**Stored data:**
★ ★ ★ ★ ★ ★ ★

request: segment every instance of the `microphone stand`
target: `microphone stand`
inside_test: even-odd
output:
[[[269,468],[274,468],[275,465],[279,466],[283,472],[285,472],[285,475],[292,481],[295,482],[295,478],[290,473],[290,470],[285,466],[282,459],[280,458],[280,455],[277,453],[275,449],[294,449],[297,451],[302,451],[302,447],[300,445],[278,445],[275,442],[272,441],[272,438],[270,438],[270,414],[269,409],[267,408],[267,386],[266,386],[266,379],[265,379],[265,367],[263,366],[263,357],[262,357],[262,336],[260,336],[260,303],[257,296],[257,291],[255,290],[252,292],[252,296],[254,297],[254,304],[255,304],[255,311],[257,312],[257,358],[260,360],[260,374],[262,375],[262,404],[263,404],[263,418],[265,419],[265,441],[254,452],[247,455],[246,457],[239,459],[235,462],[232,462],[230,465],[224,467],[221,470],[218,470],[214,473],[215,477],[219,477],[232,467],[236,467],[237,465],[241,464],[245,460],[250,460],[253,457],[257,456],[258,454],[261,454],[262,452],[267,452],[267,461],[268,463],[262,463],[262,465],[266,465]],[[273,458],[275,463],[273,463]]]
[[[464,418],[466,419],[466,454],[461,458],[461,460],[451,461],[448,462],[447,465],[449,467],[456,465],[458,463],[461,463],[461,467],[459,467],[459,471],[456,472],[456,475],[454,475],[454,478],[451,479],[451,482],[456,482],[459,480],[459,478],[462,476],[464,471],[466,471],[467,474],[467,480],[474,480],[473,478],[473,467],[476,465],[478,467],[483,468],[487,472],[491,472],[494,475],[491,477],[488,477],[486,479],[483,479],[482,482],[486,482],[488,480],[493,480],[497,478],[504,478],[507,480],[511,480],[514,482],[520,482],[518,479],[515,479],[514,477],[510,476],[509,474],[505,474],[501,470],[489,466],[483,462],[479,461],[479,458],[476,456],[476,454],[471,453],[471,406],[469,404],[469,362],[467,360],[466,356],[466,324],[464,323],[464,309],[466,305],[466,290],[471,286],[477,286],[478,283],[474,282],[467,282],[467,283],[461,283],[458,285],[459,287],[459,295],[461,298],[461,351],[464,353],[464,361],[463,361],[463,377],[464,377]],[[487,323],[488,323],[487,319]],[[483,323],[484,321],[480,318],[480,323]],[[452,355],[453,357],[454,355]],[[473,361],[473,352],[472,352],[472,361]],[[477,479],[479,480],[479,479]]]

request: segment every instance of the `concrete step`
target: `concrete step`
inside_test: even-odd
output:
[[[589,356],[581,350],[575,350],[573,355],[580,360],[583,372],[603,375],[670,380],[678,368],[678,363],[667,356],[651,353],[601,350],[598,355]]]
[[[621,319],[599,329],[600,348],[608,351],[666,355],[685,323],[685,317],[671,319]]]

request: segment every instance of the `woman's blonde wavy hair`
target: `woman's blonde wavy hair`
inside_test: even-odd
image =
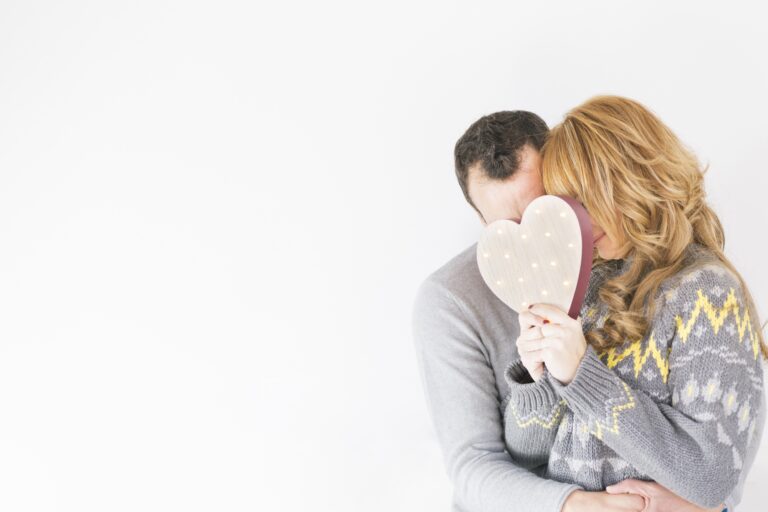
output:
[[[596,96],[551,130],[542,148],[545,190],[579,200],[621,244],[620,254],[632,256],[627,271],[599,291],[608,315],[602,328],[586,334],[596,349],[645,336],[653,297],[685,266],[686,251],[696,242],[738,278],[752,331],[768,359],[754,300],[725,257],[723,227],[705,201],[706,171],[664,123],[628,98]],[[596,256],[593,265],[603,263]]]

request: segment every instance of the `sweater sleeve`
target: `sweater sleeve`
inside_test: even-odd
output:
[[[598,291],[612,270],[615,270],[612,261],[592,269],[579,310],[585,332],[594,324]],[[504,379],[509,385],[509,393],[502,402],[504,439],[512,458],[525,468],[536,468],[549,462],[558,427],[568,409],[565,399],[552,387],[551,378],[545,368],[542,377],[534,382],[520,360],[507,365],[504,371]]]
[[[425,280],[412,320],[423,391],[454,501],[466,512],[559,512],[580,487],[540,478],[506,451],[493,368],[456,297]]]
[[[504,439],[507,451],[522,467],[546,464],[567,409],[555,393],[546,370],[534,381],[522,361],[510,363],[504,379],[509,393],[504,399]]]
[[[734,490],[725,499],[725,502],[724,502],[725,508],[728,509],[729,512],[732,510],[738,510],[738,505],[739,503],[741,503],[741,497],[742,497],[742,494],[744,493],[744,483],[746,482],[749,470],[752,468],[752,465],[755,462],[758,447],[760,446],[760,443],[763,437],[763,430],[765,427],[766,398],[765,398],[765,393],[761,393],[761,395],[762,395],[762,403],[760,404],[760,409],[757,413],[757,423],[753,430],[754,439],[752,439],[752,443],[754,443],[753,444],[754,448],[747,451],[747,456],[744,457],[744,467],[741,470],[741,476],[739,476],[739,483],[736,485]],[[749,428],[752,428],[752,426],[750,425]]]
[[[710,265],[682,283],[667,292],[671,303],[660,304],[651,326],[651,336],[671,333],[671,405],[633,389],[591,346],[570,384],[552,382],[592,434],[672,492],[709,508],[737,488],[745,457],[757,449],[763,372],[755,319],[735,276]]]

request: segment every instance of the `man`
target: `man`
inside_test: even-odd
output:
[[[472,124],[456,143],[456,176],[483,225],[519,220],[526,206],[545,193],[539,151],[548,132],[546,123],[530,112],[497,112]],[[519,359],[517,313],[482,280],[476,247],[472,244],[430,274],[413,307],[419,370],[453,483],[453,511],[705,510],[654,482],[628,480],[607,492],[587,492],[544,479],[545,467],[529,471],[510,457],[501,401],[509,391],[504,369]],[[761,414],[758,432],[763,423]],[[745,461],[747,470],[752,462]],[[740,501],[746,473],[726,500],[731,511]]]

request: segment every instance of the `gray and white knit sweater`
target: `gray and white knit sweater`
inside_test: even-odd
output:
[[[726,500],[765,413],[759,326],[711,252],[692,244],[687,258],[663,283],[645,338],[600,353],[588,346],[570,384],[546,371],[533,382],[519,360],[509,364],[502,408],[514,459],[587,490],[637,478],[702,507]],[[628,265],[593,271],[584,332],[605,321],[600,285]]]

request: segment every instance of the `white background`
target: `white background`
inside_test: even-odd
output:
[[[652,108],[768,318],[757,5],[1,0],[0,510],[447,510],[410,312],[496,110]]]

★ ★ ★ ★ ★ ★ ★

**Description of the task:** Reproduce all entries without any change, and omit the pictures.

**Expected answer:**
request: segment every instance of the `microphone stand`
target: `microphone stand`
inside_test: even-odd
output:
[[[269,468],[274,468],[275,465],[279,466],[283,472],[285,472],[285,475],[292,481],[295,482],[295,478],[290,473],[290,470],[285,466],[282,459],[280,458],[280,455],[277,453],[275,449],[294,449],[297,451],[302,451],[302,447],[300,445],[278,445],[275,442],[272,441],[272,438],[270,438],[270,414],[269,409],[267,408],[267,386],[266,386],[266,379],[265,379],[265,367],[263,366],[263,357],[262,357],[262,336],[260,336],[260,303],[257,296],[257,291],[255,290],[252,292],[252,296],[254,297],[254,304],[255,304],[255,311],[257,312],[257,358],[260,360],[260,374],[262,375],[262,404],[263,404],[263,418],[265,419],[265,441],[254,452],[247,455],[246,457],[239,459],[235,462],[232,462],[230,465],[224,467],[221,470],[218,470],[214,473],[215,477],[219,477],[232,467],[236,467],[237,465],[241,464],[245,460],[250,460],[253,457],[257,456],[258,454],[261,454],[262,452],[267,452],[267,461],[268,463],[262,463],[262,465],[266,465]],[[273,458],[275,463],[273,463]]]
[[[464,418],[466,419],[466,454],[461,458],[461,460],[451,461],[448,462],[447,465],[449,467],[456,465],[458,463],[461,463],[461,467],[459,467],[459,471],[456,472],[456,475],[454,475],[454,478],[451,479],[451,482],[456,482],[459,480],[459,478],[462,476],[464,471],[466,471],[467,474],[467,480],[474,480],[473,478],[473,467],[476,465],[478,467],[483,468],[487,472],[491,472],[494,475],[491,477],[488,477],[486,479],[483,479],[482,482],[486,482],[488,480],[493,480],[497,478],[504,478],[507,480],[511,480],[514,482],[520,482],[518,479],[515,479],[514,477],[510,476],[509,474],[505,474],[501,470],[489,466],[483,462],[479,461],[479,458],[476,456],[476,454],[471,453],[471,406],[469,404],[469,362],[467,360],[466,356],[466,324],[464,323],[464,309],[466,305],[466,290],[471,286],[477,286],[478,283],[474,282],[467,282],[467,283],[461,283],[458,285],[459,287],[459,295],[461,298],[461,351],[464,353],[464,361],[463,361],[463,377],[464,377]],[[487,323],[488,323],[487,319]],[[483,323],[484,321],[480,318],[480,323]],[[452,355],[453,357],[454,355]],[[473,361],[473,352],[472,352],[472,361]],[[477,479],[479,480],[479,479]]]

request: segment every instance of the `concrete step`
target: `concrete step`
inside_test: even-odd
output:
[[[589,356],[581,350],[575,350],[573,355],[580,360],[583,372],[603,375],[670,380],[678,368],[678,363],[667,356],[651,353],[601,350],[598,355]]]
[[[621,319],[599,329],[600,348],[608,351],[666,355],[685,323],[685,317],[671,319]]]

request: segment every instance of the `woman's blonde wavy hair`
target: `woman's blonde wavy hair`
inside_test: even-odd
image =
output:
[[[596,96],[551,130],[542,148],[545,190],[579,200],[621,244],[620,254],[632,256],[627,271],[599,291],[608,315],[602,328],[586,334],[596,349],[645,336],[653,297],[685,266],[686,251],[696,242],[738,278],[752,331],[768,359],[754,300],[725,257],[723,227],[705,201],[706,171],[664,123],[628,98]],[[596,256],[593,265],[603,263]]]

request: segment every instance of the `sweater sleeve`
target: `sweater sleeve`
inside_test: even-odd
output:
[[[598,291],[612,270],[615,270],[612,261],[592,269],[579,310],[585,332],[594,324]],[[504,379],[509,385],[509,393],[502,402],[504,439],[512,458],[525,468],[536,468],[549,462],[558,427],[568,409],[565,399],[552,387],[551,378],[545,368],[542,377],[534,382],[520,360],[507,365],[504,371]]]
[[[425,280],[412,320],[423,391],[454,501],[466,512],[559,512],[580,487],[540,478],[506,451],[493,368],[456,297]]]
[[[504,439],[507,451],[522,467],[546,464],[567,409],[555,393],[546,370],[534,381],[522,361],[510,363],[504,379],[509,393],[504,399]]]
[[[734,490],[725,499],[725,502],[724,502],[725,508],[728,509],[729,512],[732,510],[738,510],[738,505],[739,503],[741,503],[741,497],[742,497],[742,494],[744,493],[744,483],[746,482],[749,470],[752,468],[752,465],[755,462],[758,447],[760,446],[760,443],[763,437],[763,430],[765,427],[766,398],[765,398],[765,393],[761,393],[761,395],[762,395],[762,403],[760,404],[760,409],[757,413],[757,423],[753,430],[754,439],[752,439],[752,443],[754,443],[753,444],[754,448],[747,451],[747,456],[744,457],[744,467],[741,470],[741,476],[739,476],[739,483],[736,485]],[[749,428],[752,428],[752,426],[750,425]]]
[[[710,265],[682,283],[667,292],[671,303],[660,304],[651,326],[651,336],[671,333],[671,405],[633,389],[591,346],[570,384],[552,382],[592,434],[672,492],[709,508],[737,488],[745,457],[757,449],[763,372],[755,319],[735,276]]]

request: segment every instance of the `man`
target: `man`
inside_test: even-odd
output:
[[[472,124],[456,143],[456,176],[483,225],[519,220],[526,206],[545,193],[539,151],[548,132],[546,123],[530,112],[497,112]],[[519,359],[517,313],[482,280],[476,247],[472,244],[430,274],[413,307],[419,370],[453,483],[453,511],[705,510],[654,482],[628,480],[607,492],[587,492],[544,479],[545,467],[529,471],[510,457],[501,401],[509,391],[504,369]],[[761,414],[758,432],[763,423]],[[745,461],[747,470],[752,462]],[[740,501],[746,473],[726,500],[731,511]]]

request: segment every instance of the `gray and white knit sweater`
target: `gray and white knit sweater`
inside_test: even-odd
output:
[[[726,500],[765,413],[759,326],[711,252],[692,244],[687,258],[663,283],[645,338],[600,353],[588,346],[570,384],[546,371],[533,382],[519,360],[509,364],[502,408],[514,459],[587,490],[637,478],[702,507]],[[628,265],[593,271],[584,332],[605,321],[600,285]]]

request: segment every instance of the `white background`
target: `white background`
inside_test: even-odd
output:
[[[652,108],[768,318],[757,5],[1,0],[0,510],[447,510],[410,312],[496,110]]]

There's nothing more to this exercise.